* BEGIN MATERIAL SUPPLIED *

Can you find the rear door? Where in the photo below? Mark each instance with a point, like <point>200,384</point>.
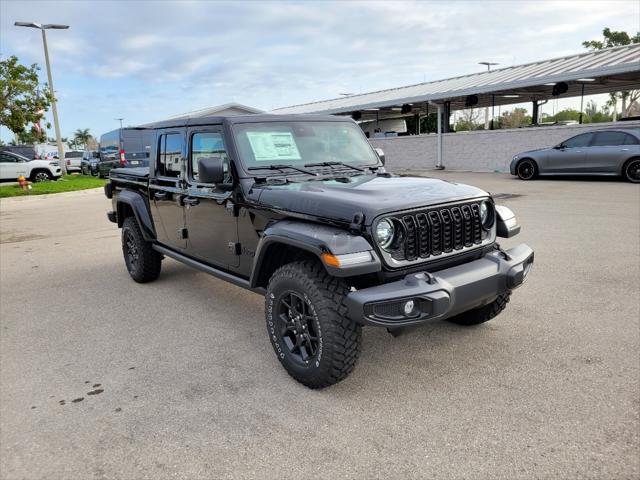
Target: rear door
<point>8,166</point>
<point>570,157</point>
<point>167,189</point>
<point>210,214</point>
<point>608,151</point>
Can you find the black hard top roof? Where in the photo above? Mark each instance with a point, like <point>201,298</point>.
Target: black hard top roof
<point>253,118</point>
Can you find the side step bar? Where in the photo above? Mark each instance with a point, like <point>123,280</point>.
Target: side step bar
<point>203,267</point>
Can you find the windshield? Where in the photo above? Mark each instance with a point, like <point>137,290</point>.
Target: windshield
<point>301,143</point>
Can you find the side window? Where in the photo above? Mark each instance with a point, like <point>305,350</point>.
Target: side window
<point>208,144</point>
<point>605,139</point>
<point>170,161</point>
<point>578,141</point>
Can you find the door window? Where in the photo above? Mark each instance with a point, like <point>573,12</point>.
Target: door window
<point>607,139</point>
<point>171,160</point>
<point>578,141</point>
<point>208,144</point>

* END MATERIAL SUPPLIED *
* BEGIN MATERIAL SUPPLIED *

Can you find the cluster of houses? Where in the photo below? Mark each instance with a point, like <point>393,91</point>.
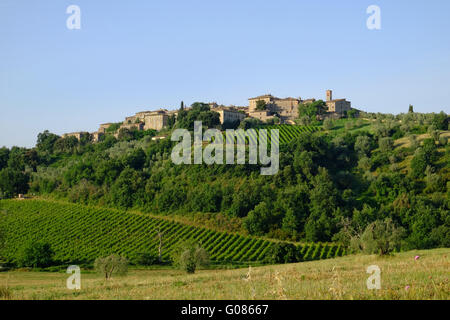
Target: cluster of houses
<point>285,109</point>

* END MATERIAL SUPPLIED *

--- JOB ---
Retype the lines from the one containing "Can you find the side step" through the one containing "<point>301,143</point>", including both of those lines, with no changes.

--- RESULT OF THIS EXERCISE ---
Can you find the side step bar? Where in the photo above? Mark each instance with a point, like <point>123,280</point>.
Target: side step bar
<point>203,267</point>
Can you find the windshield? Where in the photo above? Mark each instance with a point, like <point>137,290</point>.
Target: windshield
<point>301,143</point>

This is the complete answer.